## [Exercise goal]
Search the entries for the word "below". Copy every line where it turns up.

++++ Recorded data

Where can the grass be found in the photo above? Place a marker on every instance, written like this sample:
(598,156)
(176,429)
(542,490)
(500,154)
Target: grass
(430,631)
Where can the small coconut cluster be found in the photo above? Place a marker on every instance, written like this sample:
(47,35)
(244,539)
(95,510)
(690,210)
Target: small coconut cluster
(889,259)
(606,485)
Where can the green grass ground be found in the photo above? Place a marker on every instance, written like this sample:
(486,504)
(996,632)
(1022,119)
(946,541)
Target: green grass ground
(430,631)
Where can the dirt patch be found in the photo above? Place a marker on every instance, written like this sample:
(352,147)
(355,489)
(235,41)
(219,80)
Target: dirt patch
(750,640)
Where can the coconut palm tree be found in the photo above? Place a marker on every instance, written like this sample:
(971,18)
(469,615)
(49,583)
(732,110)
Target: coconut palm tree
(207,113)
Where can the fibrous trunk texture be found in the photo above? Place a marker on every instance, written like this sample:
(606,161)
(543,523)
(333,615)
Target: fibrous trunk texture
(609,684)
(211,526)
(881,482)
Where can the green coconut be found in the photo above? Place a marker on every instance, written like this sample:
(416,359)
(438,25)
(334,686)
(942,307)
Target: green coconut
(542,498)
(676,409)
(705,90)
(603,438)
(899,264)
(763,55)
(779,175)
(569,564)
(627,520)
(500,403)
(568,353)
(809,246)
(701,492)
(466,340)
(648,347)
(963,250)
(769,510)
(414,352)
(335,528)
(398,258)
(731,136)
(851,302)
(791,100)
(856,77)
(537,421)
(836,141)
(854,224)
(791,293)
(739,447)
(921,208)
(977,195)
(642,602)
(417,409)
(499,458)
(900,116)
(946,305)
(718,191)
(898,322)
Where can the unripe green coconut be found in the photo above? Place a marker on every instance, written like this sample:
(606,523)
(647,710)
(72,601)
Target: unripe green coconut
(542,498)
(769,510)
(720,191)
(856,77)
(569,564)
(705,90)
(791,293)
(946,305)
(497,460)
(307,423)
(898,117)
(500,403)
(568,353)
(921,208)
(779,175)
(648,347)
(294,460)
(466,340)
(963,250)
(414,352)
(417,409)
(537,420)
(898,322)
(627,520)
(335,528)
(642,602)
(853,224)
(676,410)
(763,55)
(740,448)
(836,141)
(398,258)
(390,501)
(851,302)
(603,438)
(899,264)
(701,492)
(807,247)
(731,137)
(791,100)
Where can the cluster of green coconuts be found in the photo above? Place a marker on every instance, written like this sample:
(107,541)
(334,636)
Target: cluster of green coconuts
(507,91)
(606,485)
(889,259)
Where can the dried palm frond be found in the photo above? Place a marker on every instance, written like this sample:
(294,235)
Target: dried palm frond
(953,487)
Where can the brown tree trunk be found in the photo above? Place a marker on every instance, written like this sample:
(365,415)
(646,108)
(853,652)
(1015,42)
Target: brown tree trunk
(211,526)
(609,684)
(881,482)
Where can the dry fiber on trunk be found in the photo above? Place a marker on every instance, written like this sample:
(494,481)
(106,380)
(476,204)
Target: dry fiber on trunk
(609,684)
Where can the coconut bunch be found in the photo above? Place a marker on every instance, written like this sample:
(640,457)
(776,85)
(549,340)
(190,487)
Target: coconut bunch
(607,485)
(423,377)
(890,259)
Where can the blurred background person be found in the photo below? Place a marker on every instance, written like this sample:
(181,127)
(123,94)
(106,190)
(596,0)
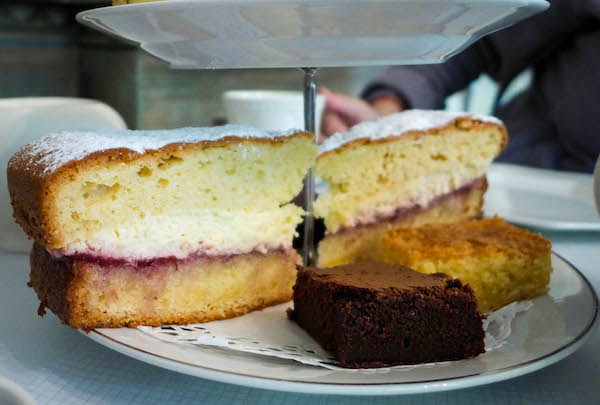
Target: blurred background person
(553,124)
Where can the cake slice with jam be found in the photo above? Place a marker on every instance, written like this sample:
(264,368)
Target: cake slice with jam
(407,169)
(152,227)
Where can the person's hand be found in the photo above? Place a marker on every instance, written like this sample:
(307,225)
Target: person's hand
(343,112)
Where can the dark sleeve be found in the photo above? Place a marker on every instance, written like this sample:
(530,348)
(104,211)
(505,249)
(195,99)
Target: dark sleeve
(502,55)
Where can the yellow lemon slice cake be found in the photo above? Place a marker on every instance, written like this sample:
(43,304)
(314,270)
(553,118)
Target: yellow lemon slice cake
(406,169)
(501,262)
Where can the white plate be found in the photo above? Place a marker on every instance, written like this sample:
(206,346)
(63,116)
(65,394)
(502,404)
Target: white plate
(311,33)
(542,198)
(556,326)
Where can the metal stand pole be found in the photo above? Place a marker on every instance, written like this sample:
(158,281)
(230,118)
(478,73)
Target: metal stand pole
(310,100)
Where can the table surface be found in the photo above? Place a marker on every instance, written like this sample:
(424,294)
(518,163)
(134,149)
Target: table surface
(58,365)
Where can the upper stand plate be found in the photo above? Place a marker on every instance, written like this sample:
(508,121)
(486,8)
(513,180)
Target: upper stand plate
(218,34)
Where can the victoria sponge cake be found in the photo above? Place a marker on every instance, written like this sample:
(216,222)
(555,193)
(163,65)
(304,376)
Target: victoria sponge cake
(406,169)
(153,227)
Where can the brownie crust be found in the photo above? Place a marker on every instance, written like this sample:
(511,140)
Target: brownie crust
(378,315)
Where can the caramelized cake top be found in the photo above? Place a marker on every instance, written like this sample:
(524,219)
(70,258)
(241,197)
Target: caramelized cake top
(486,237)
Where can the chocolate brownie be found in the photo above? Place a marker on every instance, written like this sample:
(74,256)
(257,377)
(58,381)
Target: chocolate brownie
(377,315)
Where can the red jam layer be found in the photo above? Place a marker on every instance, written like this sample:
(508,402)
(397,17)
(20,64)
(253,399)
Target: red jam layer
(403,212)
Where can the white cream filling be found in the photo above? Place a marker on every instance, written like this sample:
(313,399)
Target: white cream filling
(210,232)
(420,192)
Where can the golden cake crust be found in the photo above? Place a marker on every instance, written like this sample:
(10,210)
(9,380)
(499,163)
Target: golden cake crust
(78,292)
(462,123)
(31,185)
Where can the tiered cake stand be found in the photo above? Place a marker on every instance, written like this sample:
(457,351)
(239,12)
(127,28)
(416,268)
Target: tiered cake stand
(215,34)
(226,34)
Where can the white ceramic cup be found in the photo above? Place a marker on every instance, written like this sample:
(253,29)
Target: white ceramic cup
(270,110)
(25,119)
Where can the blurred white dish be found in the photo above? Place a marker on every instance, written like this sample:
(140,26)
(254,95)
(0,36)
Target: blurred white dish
(271,110)
(539,198)
(25,119)
(219,34)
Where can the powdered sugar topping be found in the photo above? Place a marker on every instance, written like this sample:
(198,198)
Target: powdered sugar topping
(398,124)
(58,148)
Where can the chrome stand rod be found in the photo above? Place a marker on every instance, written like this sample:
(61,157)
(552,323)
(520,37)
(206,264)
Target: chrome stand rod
(310,100)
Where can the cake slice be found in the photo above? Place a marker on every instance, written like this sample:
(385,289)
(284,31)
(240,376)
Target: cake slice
(147,227)
(502,263)
(407,169)
(377,315)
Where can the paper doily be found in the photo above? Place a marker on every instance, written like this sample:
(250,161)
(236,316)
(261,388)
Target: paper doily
(270,333)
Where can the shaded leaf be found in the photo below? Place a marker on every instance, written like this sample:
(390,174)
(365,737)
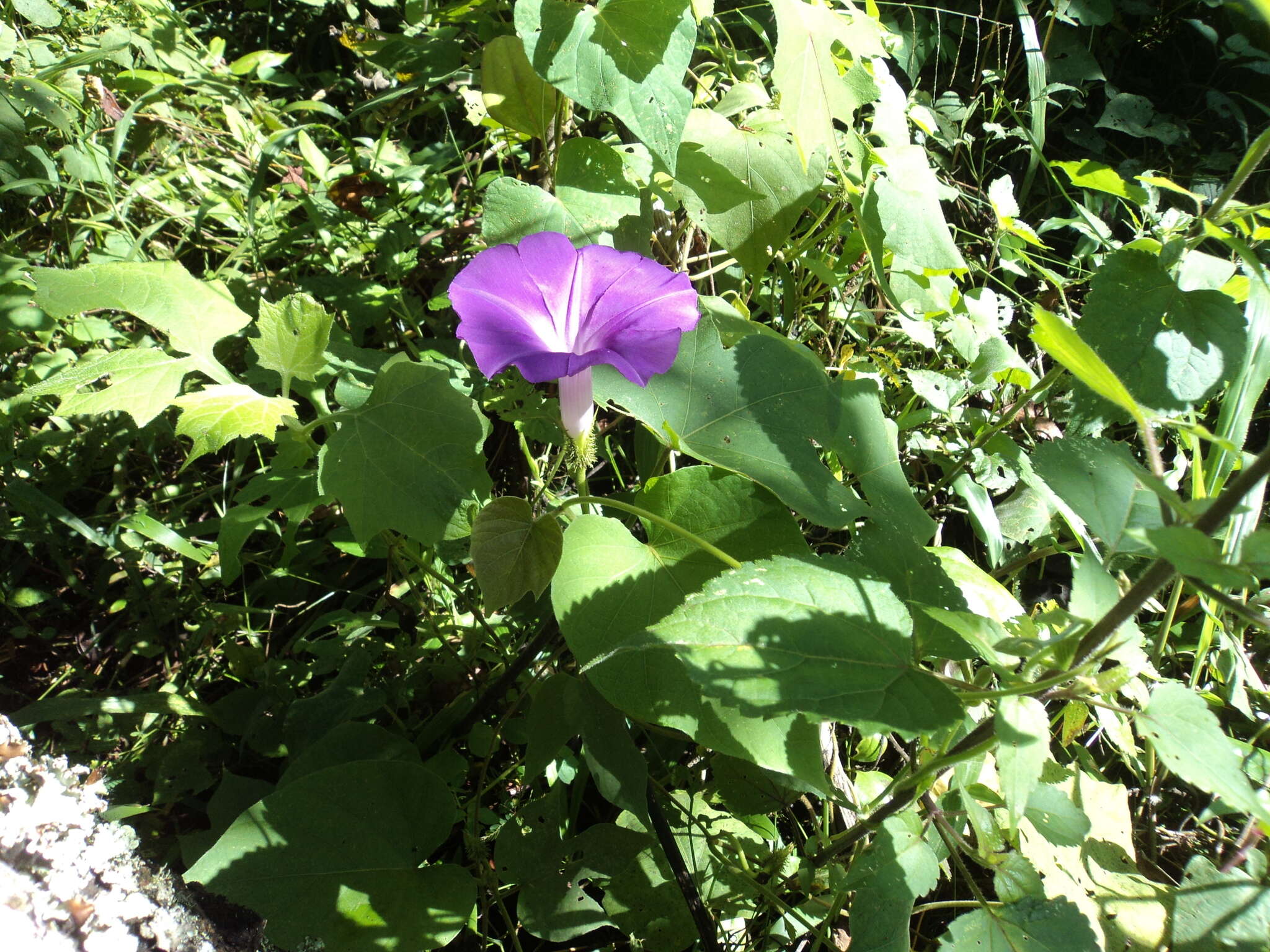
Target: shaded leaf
(1098,479)
(1191,743)
(893,871)
(1060,340)
(753,409)
(513,93)
(905,201)
(610,587)
(592,198)
(1173,348)
(411,459)
(824,637)
(1220,910)
(337,855)
(1023,730)
(626,58)
(512,551)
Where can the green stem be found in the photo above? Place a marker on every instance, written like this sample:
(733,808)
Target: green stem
(322,421)
(654,518)
(1006,419)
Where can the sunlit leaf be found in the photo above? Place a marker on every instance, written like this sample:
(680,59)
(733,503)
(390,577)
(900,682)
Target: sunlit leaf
(753,409)
(215,415)
(1171,348)
(1036,924)
(143,384)
(294,337)
(193,314)
(626,58)
(745,188)
(814,93)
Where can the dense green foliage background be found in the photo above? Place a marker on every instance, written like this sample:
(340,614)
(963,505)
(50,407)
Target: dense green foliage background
(985,335)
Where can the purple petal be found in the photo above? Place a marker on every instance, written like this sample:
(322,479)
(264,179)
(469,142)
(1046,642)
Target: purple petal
(639,310)
(556,311)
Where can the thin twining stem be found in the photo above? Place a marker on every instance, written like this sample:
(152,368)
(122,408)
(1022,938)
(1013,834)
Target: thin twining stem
(654,518)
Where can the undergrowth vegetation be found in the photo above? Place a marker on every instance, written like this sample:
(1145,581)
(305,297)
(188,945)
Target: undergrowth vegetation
(917,604)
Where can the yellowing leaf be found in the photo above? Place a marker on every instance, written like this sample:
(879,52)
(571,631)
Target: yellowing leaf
(144,381)
(813,92)
(218,414)
(193,314)
(294,337)
(1100,874)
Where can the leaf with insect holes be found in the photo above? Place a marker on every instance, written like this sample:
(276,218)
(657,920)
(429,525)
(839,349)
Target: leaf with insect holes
(215,415)
(626,58)
(409,459)
(813,92)
(143,384)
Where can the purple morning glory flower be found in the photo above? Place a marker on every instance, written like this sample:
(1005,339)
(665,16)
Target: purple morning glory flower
(556,311)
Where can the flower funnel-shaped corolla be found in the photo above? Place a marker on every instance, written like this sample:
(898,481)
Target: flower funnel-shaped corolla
(556,311)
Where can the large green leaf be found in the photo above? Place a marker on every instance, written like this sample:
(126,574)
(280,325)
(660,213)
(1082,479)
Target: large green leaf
(193,314)
(1220,910)
(753,409)
(409,459)
(918,578)
(337,855)
(512,551)
(821,637)
(894,870)
(1060,340)
(905,202)
(551,870)
(745,188)
(592,198)
(1191,743)
(1034,924)
(513,93)
(215,415)
(610,587)
(1171,348)
(144,382)
(626,58)
(813,92)
(1099,480)
(1078,835)
(294,337)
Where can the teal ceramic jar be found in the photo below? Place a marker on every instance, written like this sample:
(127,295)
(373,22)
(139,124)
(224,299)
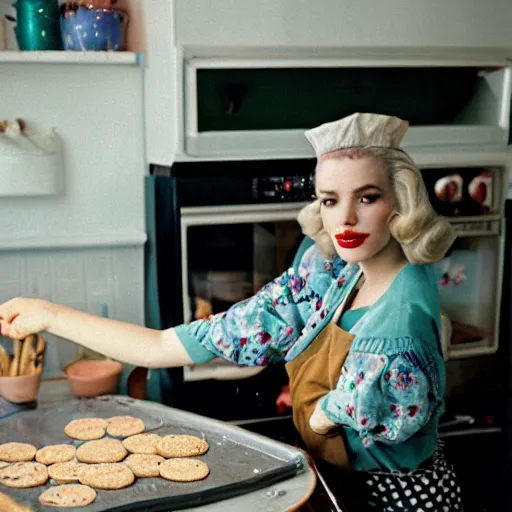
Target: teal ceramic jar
(37,25)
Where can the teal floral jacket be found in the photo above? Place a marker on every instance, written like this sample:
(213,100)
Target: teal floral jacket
(390,392)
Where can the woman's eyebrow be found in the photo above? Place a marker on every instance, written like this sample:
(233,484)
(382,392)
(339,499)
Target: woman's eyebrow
(358,190)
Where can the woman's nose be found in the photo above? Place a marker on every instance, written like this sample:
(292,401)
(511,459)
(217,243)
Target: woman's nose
(349,217)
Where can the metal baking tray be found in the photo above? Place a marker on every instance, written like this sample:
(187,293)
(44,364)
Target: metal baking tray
(239,461)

++++++++

## [Expected output]
Where can the blurred background person be found in the photo below? Place a marker on every instance, written like this sample:
Where can the shaded leaf be found in the photo below? Place a marker on every instance, written like this sample:
Where can the teal ceramic jar be found in the photo below? Place a marker on every instance, written like this sample:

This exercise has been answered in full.